Object point labels:
--- Begin ---

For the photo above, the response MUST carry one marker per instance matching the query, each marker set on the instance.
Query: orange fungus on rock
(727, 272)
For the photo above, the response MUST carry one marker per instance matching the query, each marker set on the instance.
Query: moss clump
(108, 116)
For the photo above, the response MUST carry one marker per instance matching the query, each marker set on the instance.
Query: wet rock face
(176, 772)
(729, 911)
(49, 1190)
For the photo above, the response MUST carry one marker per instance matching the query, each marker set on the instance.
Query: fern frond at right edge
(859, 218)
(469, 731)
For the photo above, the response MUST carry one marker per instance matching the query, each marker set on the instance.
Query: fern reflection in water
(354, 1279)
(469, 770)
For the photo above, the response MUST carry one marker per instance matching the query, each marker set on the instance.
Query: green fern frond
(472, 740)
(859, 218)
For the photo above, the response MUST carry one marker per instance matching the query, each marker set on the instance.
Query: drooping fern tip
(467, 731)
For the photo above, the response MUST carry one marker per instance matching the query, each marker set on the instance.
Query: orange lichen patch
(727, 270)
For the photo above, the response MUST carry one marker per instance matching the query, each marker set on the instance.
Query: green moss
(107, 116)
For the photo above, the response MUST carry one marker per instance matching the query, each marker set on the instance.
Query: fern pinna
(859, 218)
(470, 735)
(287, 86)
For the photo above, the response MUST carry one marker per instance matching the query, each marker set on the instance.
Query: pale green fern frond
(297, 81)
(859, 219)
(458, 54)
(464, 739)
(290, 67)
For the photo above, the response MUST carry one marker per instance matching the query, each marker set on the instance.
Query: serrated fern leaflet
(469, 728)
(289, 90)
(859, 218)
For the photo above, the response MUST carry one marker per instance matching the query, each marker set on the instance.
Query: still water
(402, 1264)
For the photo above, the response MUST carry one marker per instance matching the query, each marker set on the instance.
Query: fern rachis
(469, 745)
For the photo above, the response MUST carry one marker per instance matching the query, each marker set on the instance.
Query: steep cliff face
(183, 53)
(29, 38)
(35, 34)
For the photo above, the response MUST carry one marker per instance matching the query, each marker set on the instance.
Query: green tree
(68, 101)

--- End ---

AIM OF THE TASK: Extract the complete listing above, reproducing each line exactly.

EXERCISE SOLUTION:
For the photo above, the response MUST carry one marker per instance matching the query, each marker set on the instance.
Query: orange fungus on rock
(727, 272)
For the photo above, the response MUST carry one marker per instance matching the query, each marker set on the instance.
Query: moss clump
(108, 116)
For the photo above, the response MUST carry one marker per instance matching the query, each marker set on the instance.
Query: wet rock face
(176, 772)
(729, 911)
(49, 1190)
For the photo above, the response MUST carry one marker per instance matching the query, each marker set on the instance.
Query: fern frond at right edge
(859, 218)
(469, 731)
For the photo above, the response MUST carry one marker per instance matching the query, each marker set on the instance.
Query: fern reflection in water
(354, 1279)
(469, 770)
For the photo above, the response MUST carry one marker per instance matching the query, each marker set on the instance.
Query: green fern frond
(472, 740)
(859, 218)
For the photo above, the response MUST carry one marker per instance matching the query, each marker set on the instance.
Query: drooping fern tip
(467, 731)
For the photo above, the response MUST carry one marker per instance matching the query, each marker set on the instance.
Query: orange lichen patch
(727, 270)
For the photo above, the response MUST carry one marker per instance matching the query, each marker set on the instance.
Query: green moss
(107, 116)
For the photo above, the response MUST carry one marker per instance matching the query, each marker set on the instance.
Query: fern pinna
(859, 218)
(470, 735)
(287, 86)
For the photo above, the response MUST carry one marker per instance matching the query, each marker set on the instance.
Query: pale green fern frond
(297, 81)
(859, 219)
(458, 54)
(464, 739)
(290, 67)
For the photo above, the response MUST carry one marker per instance matching the query, each marker set on the instance.
Query: serrated fern leaflet
(469, 728)
(289, 90)
(859, 218)
For the photo above, the response MUST carry one marker per instance matching the query, each marker set on the instance.
Query: still water
(402, 1264)
For the photo above, the response MUST carry one marker per instance matching the query, each marker set on the instance.
Query: fern rachis
(469, 745)
For the photo above, the response MUST carry one marker per instance matching the query, each marker set on the instance.
Query: steep cliff face
(183, 53)
(29, 38)
(35, 34)
For the photo above, the response MUST carry one marker per instance matching the query, each marker set on the instance.
Query: green tree
(68, 101)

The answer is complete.